(Dataset excerpt)
>>>

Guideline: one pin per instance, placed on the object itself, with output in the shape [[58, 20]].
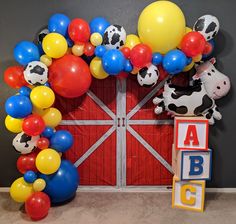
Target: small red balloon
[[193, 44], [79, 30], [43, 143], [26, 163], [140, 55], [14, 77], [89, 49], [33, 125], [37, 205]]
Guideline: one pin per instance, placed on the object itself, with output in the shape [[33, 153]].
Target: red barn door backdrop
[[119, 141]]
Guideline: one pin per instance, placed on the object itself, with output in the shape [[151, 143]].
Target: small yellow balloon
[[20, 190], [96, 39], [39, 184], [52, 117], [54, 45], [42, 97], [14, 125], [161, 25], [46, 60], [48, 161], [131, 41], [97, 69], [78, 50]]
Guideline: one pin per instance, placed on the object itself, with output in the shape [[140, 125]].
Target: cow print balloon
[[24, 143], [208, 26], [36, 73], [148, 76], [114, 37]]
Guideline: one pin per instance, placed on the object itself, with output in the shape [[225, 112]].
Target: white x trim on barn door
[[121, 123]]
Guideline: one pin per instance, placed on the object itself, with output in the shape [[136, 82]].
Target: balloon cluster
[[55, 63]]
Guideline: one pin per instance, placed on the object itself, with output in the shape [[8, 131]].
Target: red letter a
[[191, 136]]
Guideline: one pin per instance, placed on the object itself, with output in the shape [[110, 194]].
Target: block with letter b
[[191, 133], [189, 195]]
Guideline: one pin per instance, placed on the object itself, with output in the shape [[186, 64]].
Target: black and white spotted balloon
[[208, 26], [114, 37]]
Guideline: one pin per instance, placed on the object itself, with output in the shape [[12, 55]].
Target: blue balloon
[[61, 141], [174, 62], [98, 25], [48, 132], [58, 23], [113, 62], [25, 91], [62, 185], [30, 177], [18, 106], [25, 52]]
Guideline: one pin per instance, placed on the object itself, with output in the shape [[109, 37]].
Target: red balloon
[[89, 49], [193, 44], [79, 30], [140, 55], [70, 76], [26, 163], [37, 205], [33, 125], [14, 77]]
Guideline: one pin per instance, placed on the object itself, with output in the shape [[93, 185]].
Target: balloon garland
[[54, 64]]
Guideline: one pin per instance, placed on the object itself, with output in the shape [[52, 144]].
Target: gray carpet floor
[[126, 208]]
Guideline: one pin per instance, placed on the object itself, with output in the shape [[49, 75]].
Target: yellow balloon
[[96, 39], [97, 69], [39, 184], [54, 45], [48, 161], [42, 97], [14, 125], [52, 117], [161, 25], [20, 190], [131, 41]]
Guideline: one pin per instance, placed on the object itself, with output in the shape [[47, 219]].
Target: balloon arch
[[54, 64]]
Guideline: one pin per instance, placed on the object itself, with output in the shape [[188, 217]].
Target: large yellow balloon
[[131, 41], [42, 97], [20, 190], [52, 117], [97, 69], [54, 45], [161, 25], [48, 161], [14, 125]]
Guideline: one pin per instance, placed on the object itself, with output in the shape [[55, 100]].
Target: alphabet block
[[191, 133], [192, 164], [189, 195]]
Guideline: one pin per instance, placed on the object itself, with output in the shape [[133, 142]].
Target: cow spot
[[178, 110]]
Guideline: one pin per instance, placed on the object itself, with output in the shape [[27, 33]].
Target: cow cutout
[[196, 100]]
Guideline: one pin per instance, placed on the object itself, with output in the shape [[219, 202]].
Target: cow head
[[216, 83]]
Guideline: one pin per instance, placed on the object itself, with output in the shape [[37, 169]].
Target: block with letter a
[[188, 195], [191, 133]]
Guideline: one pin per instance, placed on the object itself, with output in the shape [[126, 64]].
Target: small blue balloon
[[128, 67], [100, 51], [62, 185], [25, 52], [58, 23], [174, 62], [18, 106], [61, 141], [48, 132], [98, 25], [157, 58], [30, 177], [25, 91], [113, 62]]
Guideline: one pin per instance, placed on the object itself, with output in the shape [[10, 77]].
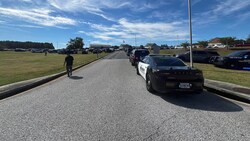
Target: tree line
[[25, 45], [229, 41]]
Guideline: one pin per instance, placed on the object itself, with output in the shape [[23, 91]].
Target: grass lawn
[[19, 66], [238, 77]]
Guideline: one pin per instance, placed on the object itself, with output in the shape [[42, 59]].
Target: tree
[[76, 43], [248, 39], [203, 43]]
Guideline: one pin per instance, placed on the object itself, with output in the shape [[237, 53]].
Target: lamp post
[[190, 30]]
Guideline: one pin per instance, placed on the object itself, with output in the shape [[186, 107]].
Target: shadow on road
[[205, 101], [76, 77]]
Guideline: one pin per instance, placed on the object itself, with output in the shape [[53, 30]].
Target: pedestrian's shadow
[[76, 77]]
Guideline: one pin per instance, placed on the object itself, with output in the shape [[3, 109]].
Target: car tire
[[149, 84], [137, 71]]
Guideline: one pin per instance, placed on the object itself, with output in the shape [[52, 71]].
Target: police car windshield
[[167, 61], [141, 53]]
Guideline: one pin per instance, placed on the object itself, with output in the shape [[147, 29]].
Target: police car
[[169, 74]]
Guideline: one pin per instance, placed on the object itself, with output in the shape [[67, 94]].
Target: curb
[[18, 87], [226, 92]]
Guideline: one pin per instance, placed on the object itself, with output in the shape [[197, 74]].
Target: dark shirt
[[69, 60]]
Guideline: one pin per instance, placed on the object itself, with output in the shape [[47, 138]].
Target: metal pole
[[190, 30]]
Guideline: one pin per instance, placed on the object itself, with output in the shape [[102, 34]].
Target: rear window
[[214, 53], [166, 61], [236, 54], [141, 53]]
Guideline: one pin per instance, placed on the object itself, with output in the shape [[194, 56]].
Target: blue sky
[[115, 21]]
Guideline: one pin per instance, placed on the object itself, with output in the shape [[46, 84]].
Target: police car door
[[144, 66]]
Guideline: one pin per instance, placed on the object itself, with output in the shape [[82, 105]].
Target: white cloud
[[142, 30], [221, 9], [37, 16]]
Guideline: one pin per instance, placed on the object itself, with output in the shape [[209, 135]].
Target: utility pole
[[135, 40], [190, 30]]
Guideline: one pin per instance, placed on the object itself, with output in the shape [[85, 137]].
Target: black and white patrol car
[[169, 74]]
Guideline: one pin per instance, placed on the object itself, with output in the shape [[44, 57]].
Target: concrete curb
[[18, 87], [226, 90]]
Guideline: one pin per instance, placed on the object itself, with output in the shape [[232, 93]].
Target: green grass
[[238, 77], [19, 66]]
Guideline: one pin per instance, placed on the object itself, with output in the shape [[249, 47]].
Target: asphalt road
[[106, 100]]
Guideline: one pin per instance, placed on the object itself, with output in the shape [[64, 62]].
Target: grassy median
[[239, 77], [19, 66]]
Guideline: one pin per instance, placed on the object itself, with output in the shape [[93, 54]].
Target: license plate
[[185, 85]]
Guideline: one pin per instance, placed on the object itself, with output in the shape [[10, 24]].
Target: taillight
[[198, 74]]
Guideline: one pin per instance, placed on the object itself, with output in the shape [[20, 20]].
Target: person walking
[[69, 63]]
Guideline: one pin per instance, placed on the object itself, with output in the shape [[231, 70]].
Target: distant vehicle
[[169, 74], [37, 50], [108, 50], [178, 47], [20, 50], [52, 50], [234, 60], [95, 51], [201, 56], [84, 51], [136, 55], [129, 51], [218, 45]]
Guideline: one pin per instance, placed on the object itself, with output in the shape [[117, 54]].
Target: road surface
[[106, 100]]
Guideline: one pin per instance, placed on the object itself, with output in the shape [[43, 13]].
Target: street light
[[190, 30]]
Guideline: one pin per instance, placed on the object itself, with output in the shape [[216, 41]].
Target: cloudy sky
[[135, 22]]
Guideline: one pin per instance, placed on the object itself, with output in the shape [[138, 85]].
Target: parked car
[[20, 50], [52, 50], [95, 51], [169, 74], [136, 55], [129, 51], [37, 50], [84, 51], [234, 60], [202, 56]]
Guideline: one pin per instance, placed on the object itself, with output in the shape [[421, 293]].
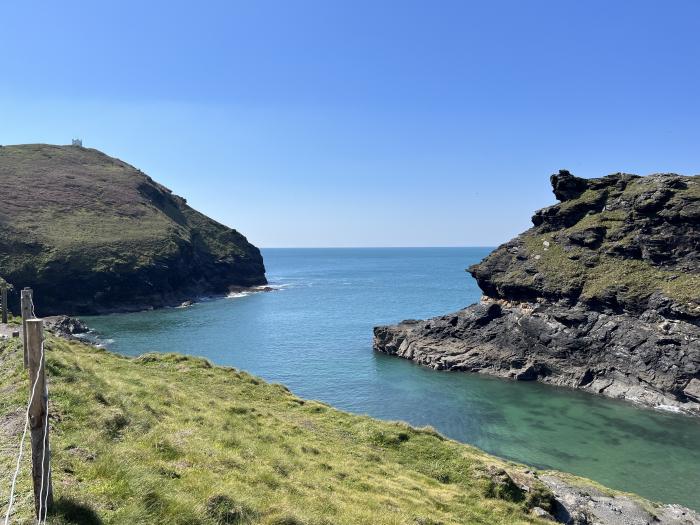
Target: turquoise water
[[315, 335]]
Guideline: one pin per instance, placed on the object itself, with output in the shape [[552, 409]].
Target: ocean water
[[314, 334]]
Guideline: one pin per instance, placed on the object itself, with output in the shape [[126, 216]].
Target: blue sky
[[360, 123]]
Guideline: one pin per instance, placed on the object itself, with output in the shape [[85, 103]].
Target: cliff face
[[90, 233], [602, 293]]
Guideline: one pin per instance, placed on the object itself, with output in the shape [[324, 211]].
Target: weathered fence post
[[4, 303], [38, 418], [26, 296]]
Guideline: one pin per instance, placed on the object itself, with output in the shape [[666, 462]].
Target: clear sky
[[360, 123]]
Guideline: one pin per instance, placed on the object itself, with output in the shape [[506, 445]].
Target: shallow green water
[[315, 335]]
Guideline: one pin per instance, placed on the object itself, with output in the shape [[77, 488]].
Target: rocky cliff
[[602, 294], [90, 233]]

<<<

WHAT YOU SHOULD DO: Copy out the records from the line with "shape [[93, 185]]." to the line with "161], [14, 125]]", swapping "carpet" for "rug" and leaving everything else unchanged.

FULL OUTPUT:
Guideline: one pin per instance, placed on the object itself, with output in the shape [[93, 185]].
Target: balloon garland
[[54, 64]]
Guideline: one pin per instance, placed on the object itself, with output in the shape [[52, 144]].
Target: gray rug floor
[[126, 208]]
Guideline: one pin per instance, placed on the object itself, with output in the shape [[49, 75]].
Target: yellow balloon
[[96, 39], [97, 69], [39, 184], [54, 45], [48, 161], [42, 97], [14, 125], [52, 117], [161, 25], [20, 190], [131, 41]]
Guideline: one pin per instance, placed on the object itself, with output in the shape [[47, 219]].
Target: balloon arch
[[54, 64]]
Guideline: one pin per instance, placed on the object itself, with output in the shape [[188, 217]].
Target: large yellow balloon
[[131, 41], [42, 97], [20, 190], [52, 117], [97, 69], [54, 45], [161, 25], [48, 161], [14, 125]]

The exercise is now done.